» Set exercise A: Translate this sentence from the pension regulation text into Spanish: "Government spending should not be increased by the creation of a single regulator for pensions."
» Set exercise B: List every principle for reform that the pension regulation text sets out.
» Set exercise C: Reproduce the pension regulation text from "3.     A broadly" to "consolidation towards scale.".

» Selection:

-.-.-

FCA officials have also expressed the view in the recent past that new competition law powers would allow it to tackle any problems in the market which it currently felt unable to tackle. This is a misplaced view. Absence the existence of a monopoly or a cartel, competition law is not able to deal with conflicts of interest in governance, failures to pursue economies of scale, failures to provide for effective information or excessive charging. Indeed, the weaknesses of competition law were highlighted by the outcome of the OFT inquiry into workplace pensions. The OFT conducted an excellent market analysis and identified the problems in the market. This was critical when pension providers and others were furiously denying that there were any serious problems of consumer detriment in the market. However, the OFT, despite the excellence of the analysis, were then constrained to accept a weak set of undertakings from the market participants in lieu of a reference – precisely because a reference would have left the Competition Commission, applying competition law, powerless to order any effective remedies.

Reforming the regulatory regime

In developing a blueprint for a new regulator, it is important to consider the wider impact on the economy and government spending. Government spending should not be increased by the creation of a single regulator for pensions. Any future regime should also not lead to a greater regulatory burden on employers; indeed, it would be preferable for a regulatory environment to reduce the burden on employers by providing a safe-harbour for those who make responsible choices on behalf of their employees.

Principles for reform

1.     Regulation to focus on high standards and good member outcomes;

2.     Cost neutrality;

3.     A broadly deregulatory impact on employers;

4.     A pension system that serves low and moderate income employers; and,

5.     A regulatory regime that focuses on good schemes and consolidation towards scale.

Employers have a responsibility for automatically enrolling their employees into a pension scheme. Unless their scheme has effective governance, employers may also in practise have responsibility for looking after their members interests once enrolled since there may be no one else to take on this responsibility. Any future system of regulation should relieve this burden on employers by ensuring that all pension schemes are effectively governed. This could be achieved by guaranteeing safe harbour for employers who choose an automatic enrolment scheme that meets certain standards.

-.-.-

» Extracted data:
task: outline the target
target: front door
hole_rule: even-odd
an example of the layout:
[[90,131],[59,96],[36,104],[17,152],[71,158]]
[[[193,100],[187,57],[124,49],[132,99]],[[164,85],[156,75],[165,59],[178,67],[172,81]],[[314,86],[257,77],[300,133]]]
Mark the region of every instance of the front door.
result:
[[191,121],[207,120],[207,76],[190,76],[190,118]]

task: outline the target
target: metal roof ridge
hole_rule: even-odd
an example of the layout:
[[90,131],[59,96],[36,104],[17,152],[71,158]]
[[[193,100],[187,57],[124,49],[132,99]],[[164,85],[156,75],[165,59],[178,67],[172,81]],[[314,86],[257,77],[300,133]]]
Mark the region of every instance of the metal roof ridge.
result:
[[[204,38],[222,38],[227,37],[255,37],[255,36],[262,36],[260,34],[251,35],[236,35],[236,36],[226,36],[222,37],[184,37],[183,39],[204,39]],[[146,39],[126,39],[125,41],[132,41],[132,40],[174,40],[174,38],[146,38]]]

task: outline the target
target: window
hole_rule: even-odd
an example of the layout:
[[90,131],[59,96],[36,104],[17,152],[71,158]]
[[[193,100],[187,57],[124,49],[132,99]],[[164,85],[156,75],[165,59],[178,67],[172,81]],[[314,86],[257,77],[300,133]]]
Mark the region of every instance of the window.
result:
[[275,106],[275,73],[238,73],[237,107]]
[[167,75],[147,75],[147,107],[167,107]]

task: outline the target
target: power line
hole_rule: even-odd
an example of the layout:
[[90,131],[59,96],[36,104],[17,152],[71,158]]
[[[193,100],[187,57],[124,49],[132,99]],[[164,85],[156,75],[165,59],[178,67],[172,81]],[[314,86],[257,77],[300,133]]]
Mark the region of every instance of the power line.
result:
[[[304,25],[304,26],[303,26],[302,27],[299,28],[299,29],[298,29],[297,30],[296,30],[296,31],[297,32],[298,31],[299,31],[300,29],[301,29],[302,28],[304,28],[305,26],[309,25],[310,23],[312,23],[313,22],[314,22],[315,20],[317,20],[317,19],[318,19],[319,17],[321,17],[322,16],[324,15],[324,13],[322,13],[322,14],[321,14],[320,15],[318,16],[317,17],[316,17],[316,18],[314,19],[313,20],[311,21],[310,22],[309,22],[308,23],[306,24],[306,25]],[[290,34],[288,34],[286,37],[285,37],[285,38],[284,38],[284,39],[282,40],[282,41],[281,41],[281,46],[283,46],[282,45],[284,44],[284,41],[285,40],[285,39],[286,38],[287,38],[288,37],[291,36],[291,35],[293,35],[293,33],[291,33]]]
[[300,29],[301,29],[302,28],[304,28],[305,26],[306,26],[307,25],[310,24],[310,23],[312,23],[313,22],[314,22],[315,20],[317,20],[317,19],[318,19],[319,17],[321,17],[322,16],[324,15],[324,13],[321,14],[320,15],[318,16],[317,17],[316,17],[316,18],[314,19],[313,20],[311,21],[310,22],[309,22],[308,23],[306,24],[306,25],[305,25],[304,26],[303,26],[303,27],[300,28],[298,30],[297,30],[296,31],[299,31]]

-.-.-

» Response A: El gasto público no debería aumentar por la creación de un regulador único para las pensiones.

» Response B:
1. Regulation to focus on high standards and good member outcomes
2. Cost neutrality
3. A broadly deregulatory impact on employers
4. A pension system that serves low and moderate income employers
5. A regulatory regime that focuses on good schemes and consolidation towards scale

» Response C:
3.     A broadly deregulatory impact on employers;

4.     A pension system that serves low and moderate income employers; and,

5.     A regulatory regime that focuses on good schemes and consolidation towards scale.